• _Estratto_:
================================
Rendersi conto della complessità significa ragionare in un contesto dove l’incertezza esiste, ma senza per forza vederla come un fatto negativo. Conoscere un determinato fenomeno solo in parte non equivale a non sapere niente: al contrario, spesso vuol dire avere davanti possibilità diverse entro le quali muoversi, operando scelte per determinare in qualche modo il futuro che ci si para davanti. È quanto avviene con il clima: le proiezioni climatiche non sono previsioni certe di ciò che accadrà, ma un ventaglio di possibili scenari che aiutano a pianificare meglio i percorsi di mitigazione o adattamento. Attraverso una comunicazione corretta possiamo mostrare come la complessità e l’incertezza siano elementi intrinseci alla realtà, e in molti casi un valore aggiunto.
È inoltre utile aiutare le persone a sviluppare il senso critico, come si propone di fare il CICAP. Occorre del tempo per acquisire una mentalità scientifica, perché non è facile né immediata; non si impara leggendo un paio di articoli o di post sui social, ma richiede un lavoro fine, costante e impegnativo. Credo che il CICAP possa aiutare molto entrando nelle scuole, uno dei luoghi più importanti dove condurre il nostro lavoro di comunicazione e divulgazione scientifica. È proprio a scuola, dove il percorso di formazione e di crescita è per definizione lento e lungo molti anni, che si dovrebbe imparare il senso critico. Prevedere l’introduzione di questi elementi nei programmi ministeriali sarebbe un bell’impegno per il CICAP. Sarebbe bene insegnare a ragionare su quello che vediamo e sentiamo, a non fermarsi alla prima cosa che si legge, a valutare l’importanza delle fonti.
Che cosa si può fare invece con gli adulti, che magari hanno già pregiudizi consolidati?
Escludendo una minima parte di individui “irrecuperabili” (coi quali purtroppo nessuno sforzo sortisce quasi mai effetti), esiste una fetta amplissima di persone che sono semplicemente scoraggiate e che, di fronte a un problema, hanno una reazione di paura o di repulsione. Spesso ciò avviene perché la questione è stata comunicata in maniera scorretta: da una parte trasmettendo solo un sentimento negativo, dall’altra considerando le persone come collettori di dati e bombardandole di figure, grafici, foto e immagini. È il cosiddetto “modello del deficit di informazione”; lo vediamo ad esempio con la questione della crisi climatica.
================================
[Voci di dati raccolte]

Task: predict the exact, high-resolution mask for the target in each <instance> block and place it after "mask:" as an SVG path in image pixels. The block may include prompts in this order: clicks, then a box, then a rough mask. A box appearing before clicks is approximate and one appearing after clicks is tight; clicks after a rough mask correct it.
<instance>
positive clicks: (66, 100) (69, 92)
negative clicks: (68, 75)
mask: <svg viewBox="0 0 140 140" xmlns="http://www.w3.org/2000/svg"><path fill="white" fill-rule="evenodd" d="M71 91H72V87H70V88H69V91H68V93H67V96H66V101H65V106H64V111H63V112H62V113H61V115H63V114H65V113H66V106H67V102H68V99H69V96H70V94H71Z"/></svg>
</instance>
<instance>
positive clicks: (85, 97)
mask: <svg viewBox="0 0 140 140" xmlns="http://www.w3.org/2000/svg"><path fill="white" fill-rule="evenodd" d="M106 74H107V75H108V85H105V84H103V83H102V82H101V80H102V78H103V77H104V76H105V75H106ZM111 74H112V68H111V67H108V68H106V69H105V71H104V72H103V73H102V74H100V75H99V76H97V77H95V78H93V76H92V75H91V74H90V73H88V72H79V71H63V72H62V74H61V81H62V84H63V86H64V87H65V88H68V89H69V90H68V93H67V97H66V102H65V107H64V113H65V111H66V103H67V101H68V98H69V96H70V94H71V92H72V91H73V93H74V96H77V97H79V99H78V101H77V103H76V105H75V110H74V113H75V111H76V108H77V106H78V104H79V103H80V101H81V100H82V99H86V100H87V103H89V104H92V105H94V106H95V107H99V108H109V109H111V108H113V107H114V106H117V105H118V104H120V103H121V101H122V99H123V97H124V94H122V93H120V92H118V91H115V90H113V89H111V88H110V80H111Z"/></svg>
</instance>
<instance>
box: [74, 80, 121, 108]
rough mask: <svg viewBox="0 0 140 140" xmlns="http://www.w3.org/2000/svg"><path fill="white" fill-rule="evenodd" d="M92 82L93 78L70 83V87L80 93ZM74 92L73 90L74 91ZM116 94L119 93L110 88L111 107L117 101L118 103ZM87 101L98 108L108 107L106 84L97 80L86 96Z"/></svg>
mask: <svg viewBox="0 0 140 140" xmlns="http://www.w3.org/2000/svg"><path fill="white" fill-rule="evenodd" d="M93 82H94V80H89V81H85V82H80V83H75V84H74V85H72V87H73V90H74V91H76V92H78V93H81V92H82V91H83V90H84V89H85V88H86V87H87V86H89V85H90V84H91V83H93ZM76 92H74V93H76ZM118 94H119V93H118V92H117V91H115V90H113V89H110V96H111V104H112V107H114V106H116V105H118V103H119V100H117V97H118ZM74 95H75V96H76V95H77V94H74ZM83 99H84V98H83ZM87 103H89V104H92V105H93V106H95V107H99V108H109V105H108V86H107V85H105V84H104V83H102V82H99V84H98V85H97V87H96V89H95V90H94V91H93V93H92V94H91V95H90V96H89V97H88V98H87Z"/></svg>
================================
• _Richiesta A_: Puoi trascrivere alla lettera la parte dell'estratto sulla comunicazione scientifica che va da "È inoltre utile" fino a "l’importanza delle fonti." incluso?
• _Richiesta B_: Come prosegue l'estratto sulla comunicazione scientifica? Scrivine il seguito partendo subito dopo la sua ultima frase.

• _Risposta A_:
È inoltre utile aiutare le persone a sviluppare il senso critico, come si propone di fare il CICAP. Occorre del tempo per acquisire una mentalità scientifica, perché non è facile né immediata; non si impara leggendo un paio di articoli o di post sui social, ma richiede un lavoro fine, costante e impegnativo. Credo che il CICAP possa aiutare molto entrando nelle scuole, uno dei luoghi più importanti dove condurre il nostro lavoro di comunicazione e divulgazione scientifica. È proprio a scuola, dove il percorso di formazione e di crescita è per definizione lento e lungo molti anni, che si dovrebbe imparare il senso critico. Prevedere l’introduzione di questi elementi nei programmi ministeriali sarebbe un bell’impegno per il CICAP. Sarebbe bene insegnare a ragionare su quello che vediamo e sentiamo, a non fermarsi alla prima cosa che si legge, a valutare l’importanza delle fonti.

• _Risposta B_:
Mi occupo di divulgazione da molti anni. All’inizio, anch’io esponevo i dati scientifici in modo competente, ma freddo. Nel corso del tempo ho cambiato il mio approccio e ho provato a instaurare un rapporto di fiducia con il pubblico, raccontando qualcosa di me, mettendoci di più la faccia, accorciando la distanza fra me e gli ascoltatori: questo secondo me aiuta gli adulti a sentirsi sia coinvolti nel problema, sia parte della soluzione. Per esperienza, dunque, direi che possiamo lavorare su due aspetti: cercare di puntare su informazioni positive, parlando di soluzioni concrete e alla portata di tutti; e raccontare storie, che fanno leva sul nostro lato emotivo e giocano sul nostro senso di meraviglia e di curiosità. Possiamo condividere storie personali, storie di scienza e degli scienziati che la fanno, storie di resilienza di fronte a un problema… Le storie che parlano della natura, per esempio, aiutano ad amarla di più e fanno nascere la voglia di conoscerla meglio; da lì a volte scatta anche l’interesse per azioni concrete.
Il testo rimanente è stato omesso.